Ces faits ne surprendront pas quiconque connaît tant soit peu les Témoins de Jéhovah. Ces chrétiens conforment leur vie aux principes énoncés dans la Bible, qui constitue le livre de chevet de tous les Témoins du monde entier. On ne voit pas ce qu’il y a de subversif à régler sa vie sur les principes bibliques. Pourtant, en ce moment même en Argentine, étudier ce livre saint ou en parler aux autres est considéré comme un crime!
la répression et l’emploi
Depuis l’interdiction, quantité de Témoins ont perdu leur emploi. Par exemple, les autorités ont ordonné à tous les établissements scolaires de suspendre immédiatement de ses fonctions tout membre du corps enseignant qui ne participerait pas à certaines cérémonies, telles que le salut au drapeau.

--------------------------------

Objectif » Rédigez la suite du texte sur les Témoins de Jéhovah en Argentine, en commençant juste après sa dernière phrase.

--------------------------------

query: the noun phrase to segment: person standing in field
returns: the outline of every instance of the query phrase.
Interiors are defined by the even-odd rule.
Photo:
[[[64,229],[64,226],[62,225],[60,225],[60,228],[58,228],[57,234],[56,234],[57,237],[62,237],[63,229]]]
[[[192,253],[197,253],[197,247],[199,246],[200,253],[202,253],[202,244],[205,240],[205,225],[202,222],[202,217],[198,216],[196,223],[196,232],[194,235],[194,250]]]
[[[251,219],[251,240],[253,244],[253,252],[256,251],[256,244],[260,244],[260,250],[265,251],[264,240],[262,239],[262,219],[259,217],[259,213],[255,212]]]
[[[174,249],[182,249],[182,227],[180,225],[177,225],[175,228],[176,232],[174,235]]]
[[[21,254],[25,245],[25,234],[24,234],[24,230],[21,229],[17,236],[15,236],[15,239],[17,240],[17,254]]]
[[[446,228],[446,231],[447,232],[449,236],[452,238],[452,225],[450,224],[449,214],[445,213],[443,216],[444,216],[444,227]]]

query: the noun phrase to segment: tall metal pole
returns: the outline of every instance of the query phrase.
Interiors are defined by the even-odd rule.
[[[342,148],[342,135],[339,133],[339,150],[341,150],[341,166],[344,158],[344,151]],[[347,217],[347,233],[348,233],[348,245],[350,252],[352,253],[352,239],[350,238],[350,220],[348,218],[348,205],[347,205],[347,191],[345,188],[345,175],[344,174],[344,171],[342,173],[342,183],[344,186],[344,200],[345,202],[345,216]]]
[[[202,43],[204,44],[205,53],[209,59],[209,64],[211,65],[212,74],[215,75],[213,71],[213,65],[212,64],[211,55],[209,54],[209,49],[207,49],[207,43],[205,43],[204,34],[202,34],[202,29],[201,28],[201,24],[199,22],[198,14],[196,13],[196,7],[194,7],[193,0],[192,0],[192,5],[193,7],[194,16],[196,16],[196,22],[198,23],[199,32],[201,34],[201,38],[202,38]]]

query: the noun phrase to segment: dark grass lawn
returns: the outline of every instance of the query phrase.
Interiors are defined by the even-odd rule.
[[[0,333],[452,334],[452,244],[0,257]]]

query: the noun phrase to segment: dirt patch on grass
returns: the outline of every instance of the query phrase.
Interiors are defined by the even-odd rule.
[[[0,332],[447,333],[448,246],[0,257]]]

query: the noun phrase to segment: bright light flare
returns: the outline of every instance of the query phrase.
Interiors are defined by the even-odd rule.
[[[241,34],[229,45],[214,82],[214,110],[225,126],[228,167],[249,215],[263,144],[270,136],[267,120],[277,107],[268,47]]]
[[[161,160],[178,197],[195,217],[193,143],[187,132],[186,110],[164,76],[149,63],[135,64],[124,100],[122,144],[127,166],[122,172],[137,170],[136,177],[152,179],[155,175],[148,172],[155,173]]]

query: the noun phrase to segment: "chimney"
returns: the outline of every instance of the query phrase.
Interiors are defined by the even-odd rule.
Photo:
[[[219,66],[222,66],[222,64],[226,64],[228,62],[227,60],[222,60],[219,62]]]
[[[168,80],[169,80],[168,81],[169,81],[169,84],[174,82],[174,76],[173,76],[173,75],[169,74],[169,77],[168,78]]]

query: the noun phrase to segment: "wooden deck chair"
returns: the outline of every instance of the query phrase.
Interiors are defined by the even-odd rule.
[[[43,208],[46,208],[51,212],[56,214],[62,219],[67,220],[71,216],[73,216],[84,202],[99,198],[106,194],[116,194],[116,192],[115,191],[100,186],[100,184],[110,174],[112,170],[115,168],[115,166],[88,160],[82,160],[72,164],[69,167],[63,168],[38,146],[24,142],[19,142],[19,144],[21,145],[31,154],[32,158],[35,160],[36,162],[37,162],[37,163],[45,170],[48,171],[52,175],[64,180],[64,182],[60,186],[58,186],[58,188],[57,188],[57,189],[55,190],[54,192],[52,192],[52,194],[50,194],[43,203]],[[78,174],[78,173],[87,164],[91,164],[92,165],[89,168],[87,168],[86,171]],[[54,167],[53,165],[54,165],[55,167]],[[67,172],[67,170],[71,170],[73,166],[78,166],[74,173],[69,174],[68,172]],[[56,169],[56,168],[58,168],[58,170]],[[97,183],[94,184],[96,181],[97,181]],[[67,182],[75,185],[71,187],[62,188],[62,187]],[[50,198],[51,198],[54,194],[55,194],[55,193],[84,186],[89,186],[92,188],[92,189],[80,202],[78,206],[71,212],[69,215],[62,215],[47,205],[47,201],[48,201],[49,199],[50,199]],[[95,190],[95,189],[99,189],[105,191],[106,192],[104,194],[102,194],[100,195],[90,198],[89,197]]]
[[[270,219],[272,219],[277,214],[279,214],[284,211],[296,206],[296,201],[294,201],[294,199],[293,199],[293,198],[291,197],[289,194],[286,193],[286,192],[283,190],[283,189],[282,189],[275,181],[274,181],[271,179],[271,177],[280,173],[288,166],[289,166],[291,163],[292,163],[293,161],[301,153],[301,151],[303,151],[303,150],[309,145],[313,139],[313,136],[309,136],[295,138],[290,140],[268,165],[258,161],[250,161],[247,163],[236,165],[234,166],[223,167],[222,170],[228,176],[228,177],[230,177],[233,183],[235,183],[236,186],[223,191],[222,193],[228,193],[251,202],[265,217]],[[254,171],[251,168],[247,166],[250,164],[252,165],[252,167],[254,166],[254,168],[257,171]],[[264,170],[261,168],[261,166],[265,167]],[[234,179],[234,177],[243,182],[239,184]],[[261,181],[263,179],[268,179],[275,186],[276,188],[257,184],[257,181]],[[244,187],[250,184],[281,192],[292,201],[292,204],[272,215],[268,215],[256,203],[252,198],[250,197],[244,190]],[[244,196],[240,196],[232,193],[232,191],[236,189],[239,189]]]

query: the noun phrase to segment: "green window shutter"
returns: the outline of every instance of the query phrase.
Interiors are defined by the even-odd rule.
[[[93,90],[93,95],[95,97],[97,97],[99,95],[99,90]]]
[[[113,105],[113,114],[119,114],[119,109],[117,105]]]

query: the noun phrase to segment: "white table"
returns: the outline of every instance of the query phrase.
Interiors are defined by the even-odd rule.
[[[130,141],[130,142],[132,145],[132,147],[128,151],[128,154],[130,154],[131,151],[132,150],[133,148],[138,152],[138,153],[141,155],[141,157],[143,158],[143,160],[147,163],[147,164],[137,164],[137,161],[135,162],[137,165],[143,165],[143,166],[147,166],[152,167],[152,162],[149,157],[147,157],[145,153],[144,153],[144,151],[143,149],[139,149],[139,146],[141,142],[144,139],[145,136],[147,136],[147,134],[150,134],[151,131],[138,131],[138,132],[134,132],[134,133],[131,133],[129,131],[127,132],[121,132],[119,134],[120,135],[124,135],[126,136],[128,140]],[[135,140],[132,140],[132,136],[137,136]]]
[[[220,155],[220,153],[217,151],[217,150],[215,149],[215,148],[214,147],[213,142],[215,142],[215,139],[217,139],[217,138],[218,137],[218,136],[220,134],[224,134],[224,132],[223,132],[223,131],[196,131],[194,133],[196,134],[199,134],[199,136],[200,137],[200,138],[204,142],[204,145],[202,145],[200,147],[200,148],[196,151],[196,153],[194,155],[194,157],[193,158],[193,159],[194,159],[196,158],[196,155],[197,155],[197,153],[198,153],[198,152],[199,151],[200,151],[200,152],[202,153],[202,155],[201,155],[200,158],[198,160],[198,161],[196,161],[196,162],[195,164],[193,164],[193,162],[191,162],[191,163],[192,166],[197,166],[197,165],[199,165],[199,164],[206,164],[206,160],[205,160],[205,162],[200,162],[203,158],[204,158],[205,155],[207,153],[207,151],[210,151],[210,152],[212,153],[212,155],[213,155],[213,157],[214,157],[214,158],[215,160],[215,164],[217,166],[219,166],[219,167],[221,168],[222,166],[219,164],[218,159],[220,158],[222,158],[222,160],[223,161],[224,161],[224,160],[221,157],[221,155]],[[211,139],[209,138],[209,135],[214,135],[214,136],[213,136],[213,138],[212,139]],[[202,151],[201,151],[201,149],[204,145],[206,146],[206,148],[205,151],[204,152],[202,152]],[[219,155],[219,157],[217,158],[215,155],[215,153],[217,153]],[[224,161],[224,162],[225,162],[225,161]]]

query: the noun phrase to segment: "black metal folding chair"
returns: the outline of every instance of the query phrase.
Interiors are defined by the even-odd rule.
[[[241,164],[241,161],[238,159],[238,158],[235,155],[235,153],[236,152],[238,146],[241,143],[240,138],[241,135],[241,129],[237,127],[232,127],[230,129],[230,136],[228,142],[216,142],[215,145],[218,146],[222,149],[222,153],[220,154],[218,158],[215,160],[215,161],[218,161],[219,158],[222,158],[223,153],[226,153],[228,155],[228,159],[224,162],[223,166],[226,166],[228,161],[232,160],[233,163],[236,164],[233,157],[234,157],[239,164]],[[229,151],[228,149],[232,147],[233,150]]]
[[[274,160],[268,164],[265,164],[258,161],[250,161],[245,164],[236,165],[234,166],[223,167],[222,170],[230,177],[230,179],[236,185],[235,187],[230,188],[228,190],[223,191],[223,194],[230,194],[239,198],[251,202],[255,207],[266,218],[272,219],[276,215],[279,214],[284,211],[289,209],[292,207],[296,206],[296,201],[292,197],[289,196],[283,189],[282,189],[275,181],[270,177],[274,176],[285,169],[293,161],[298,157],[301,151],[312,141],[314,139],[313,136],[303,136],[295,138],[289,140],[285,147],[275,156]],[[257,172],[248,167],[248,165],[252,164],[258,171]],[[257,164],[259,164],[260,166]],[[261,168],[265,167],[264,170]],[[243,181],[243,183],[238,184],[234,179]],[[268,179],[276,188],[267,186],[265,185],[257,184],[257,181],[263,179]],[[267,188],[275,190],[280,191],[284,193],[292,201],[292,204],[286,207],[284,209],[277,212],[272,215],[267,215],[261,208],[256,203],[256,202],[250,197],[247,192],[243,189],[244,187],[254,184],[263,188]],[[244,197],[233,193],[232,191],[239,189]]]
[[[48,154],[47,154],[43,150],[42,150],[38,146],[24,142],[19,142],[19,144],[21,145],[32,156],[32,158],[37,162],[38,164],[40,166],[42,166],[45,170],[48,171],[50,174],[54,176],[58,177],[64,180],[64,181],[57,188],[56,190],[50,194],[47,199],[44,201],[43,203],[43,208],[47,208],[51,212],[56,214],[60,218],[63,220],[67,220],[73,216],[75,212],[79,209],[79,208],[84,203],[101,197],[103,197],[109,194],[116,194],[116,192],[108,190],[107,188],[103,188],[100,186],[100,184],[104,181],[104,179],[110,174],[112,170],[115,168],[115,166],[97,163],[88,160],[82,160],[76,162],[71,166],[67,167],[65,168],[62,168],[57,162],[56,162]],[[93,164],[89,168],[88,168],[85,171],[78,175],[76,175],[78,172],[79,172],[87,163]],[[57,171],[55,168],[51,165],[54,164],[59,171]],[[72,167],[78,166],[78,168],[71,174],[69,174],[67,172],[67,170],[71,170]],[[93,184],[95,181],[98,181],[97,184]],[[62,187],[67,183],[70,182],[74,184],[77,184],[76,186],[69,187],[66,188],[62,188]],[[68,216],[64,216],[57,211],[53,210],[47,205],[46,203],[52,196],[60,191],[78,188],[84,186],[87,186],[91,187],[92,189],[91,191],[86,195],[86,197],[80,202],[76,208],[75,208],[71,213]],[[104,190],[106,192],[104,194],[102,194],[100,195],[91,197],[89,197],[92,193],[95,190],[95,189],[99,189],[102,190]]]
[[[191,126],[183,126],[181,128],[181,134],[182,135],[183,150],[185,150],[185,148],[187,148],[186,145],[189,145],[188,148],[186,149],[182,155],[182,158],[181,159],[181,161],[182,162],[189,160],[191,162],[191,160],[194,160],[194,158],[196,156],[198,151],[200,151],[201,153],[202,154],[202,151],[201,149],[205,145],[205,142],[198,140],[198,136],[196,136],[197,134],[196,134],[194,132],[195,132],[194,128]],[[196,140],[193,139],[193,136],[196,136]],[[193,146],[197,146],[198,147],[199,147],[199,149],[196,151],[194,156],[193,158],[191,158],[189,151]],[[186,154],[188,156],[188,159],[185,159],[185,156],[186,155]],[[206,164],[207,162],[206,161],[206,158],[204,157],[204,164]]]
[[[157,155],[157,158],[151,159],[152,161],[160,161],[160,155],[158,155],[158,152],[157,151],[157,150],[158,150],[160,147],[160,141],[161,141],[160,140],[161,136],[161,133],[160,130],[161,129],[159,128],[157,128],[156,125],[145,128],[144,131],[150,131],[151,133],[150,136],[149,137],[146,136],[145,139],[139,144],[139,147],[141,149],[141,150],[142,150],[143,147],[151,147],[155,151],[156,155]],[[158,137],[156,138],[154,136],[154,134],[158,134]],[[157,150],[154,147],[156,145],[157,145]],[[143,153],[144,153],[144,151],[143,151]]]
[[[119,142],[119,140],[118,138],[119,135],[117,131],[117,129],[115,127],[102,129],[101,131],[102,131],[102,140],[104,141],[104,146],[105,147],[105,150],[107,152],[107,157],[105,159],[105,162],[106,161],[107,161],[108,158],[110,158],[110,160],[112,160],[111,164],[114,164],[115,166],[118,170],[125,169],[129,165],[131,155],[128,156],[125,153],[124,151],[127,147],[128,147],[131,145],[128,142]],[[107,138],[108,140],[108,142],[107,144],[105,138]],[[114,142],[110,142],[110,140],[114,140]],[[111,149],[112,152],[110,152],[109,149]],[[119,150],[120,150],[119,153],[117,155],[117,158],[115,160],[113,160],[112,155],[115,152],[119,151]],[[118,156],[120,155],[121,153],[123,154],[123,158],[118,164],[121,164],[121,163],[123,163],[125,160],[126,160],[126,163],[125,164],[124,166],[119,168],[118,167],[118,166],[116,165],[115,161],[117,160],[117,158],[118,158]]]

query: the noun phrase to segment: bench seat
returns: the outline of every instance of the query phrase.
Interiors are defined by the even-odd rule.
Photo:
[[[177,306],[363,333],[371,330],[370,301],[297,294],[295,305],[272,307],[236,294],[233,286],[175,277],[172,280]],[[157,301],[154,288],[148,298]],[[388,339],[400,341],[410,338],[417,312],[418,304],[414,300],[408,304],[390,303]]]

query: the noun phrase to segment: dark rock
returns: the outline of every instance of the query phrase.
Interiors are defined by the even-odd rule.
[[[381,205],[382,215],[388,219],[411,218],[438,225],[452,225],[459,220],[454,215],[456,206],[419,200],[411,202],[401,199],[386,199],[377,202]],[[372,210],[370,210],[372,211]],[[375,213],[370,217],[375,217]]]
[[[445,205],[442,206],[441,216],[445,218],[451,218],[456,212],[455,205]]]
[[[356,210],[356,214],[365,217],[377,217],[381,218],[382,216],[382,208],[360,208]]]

--------------------------------

Résultat obtenu »
Enriqueta Dominguez, institutrice dans la province de Buenos Aires, eut 48 heures de mise à pied. Dans un autre établissement, Elsida DaCosta fut relevée de ses fonctions d’adjointe à la directrice.
Directrice d’une école maternelle dans la province de Mendoza et dans l’enseignement depuis 24 ans, Beatriz Muñoz élève seule ses deux enfants depuis son veuvage. Néanmoins on la renvoya sur-le-champ parce qu’elle avait ajouté certaines réserves à un serment patriotique qu’on lui demandait de signer.
De même, Mercedes D’Alesandro perdit son travail à la compagnie nationale des téléphones, tout comme deux Témoins nommés Roman et Fernandez, employés à la ville de Buenos Aires. Ernesto Navarro et Jorge Brun, qui travaillaient tous deux à la prison centrale de Tucumán, furent licenciés sans indemnisation malgré leurs nombreuses années de service. On pourrait ajouter bien d’autres noms à cette liste.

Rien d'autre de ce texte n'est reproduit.